### PROBLEM TO SOLVE
For the data below, the lines that hold "woman" should be counted; only the resulting number is expected.

Content starts

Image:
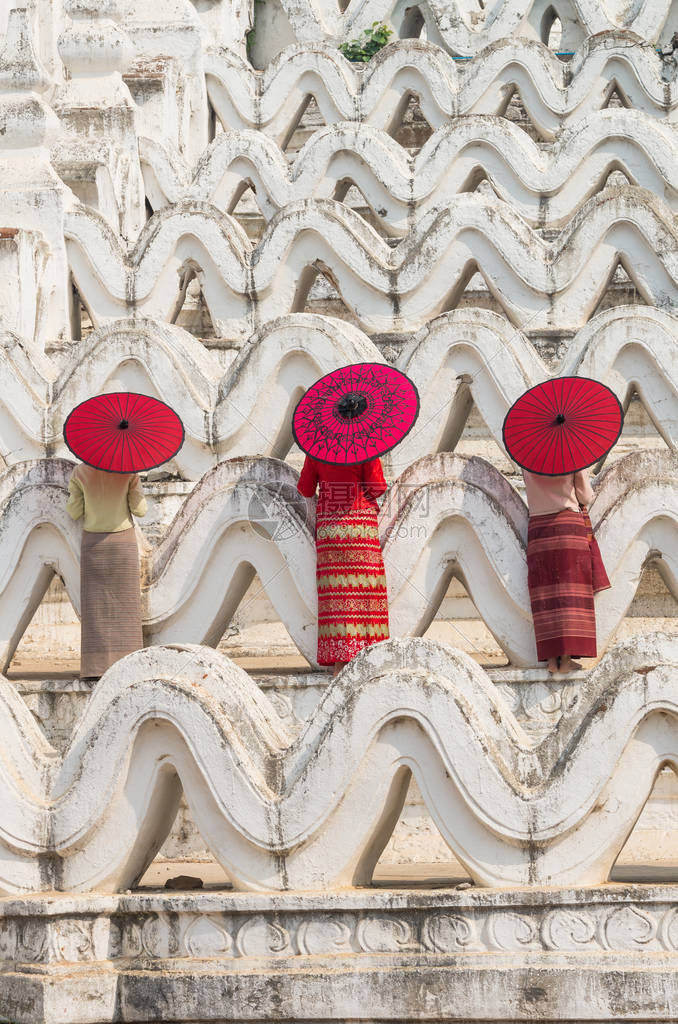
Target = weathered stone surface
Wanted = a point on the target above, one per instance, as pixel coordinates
(446, 515)
(594, 954)
(479, 222)
(274, 810)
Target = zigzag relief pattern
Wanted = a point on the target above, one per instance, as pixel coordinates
(473, 353)
(545, 185)
(539, 284)
(314, 813)
(246, 411)
(446, 515)
(553, 93)
(463, 29)
(464, 355)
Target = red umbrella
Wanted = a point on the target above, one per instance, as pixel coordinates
(123, 432)
(355, 414)
(562, 425)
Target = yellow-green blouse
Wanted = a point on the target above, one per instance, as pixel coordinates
(108, 501)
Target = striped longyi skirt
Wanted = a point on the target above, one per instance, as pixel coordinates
(352, 604)
(110, 599)
(564, 570)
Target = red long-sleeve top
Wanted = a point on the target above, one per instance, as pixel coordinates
(342, 487)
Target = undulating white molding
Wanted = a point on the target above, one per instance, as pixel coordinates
(545, 184)
(315, 812)
(446, 515)
(463, 355)
(462, 28)
(539, 284)
(553, 92)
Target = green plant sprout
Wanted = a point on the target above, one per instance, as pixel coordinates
(363, 49)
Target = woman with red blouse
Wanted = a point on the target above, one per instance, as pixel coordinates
(352, 606)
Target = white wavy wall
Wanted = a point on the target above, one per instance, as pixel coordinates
(473, 206)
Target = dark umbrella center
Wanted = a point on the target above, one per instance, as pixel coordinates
(351, 404)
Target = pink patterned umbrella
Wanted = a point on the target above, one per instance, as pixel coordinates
(355, 414)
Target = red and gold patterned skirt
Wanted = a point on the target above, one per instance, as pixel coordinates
(564, 570)
(352, 605)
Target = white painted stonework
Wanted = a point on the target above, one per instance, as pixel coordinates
(204, 201)
(315, 812)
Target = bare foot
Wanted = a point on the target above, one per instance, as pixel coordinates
(566, 665)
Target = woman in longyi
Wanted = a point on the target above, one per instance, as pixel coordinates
(352, 605)
(110, 593)
(564, 568)
(554, 431)
(343, 423)
(116, 435)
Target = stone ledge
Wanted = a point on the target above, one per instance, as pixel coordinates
(603, 953)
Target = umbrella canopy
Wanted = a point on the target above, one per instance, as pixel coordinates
(562, 425)
(355, 414)
(123, 432)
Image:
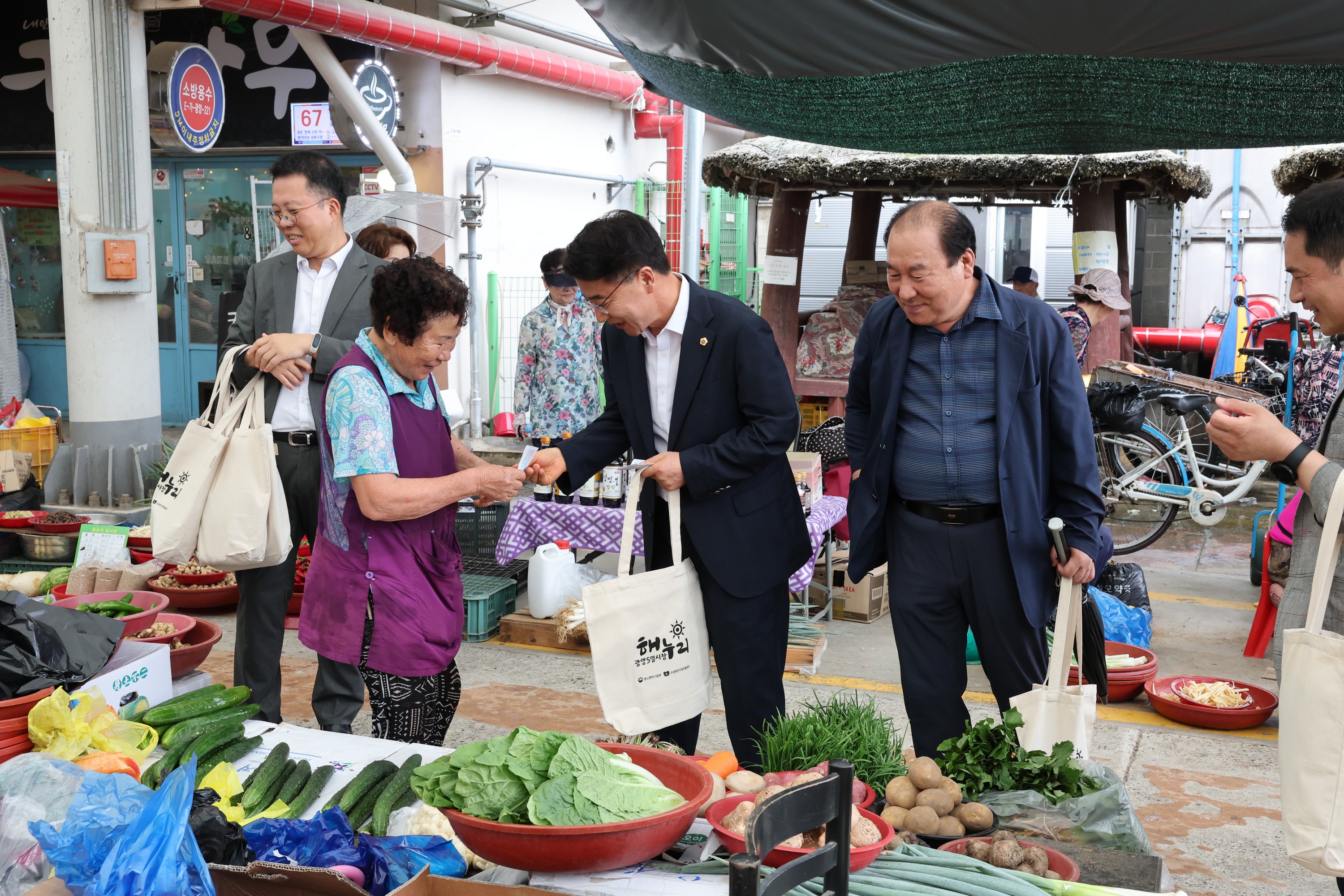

Content ends

### REPLY TO THE EXERCISE
2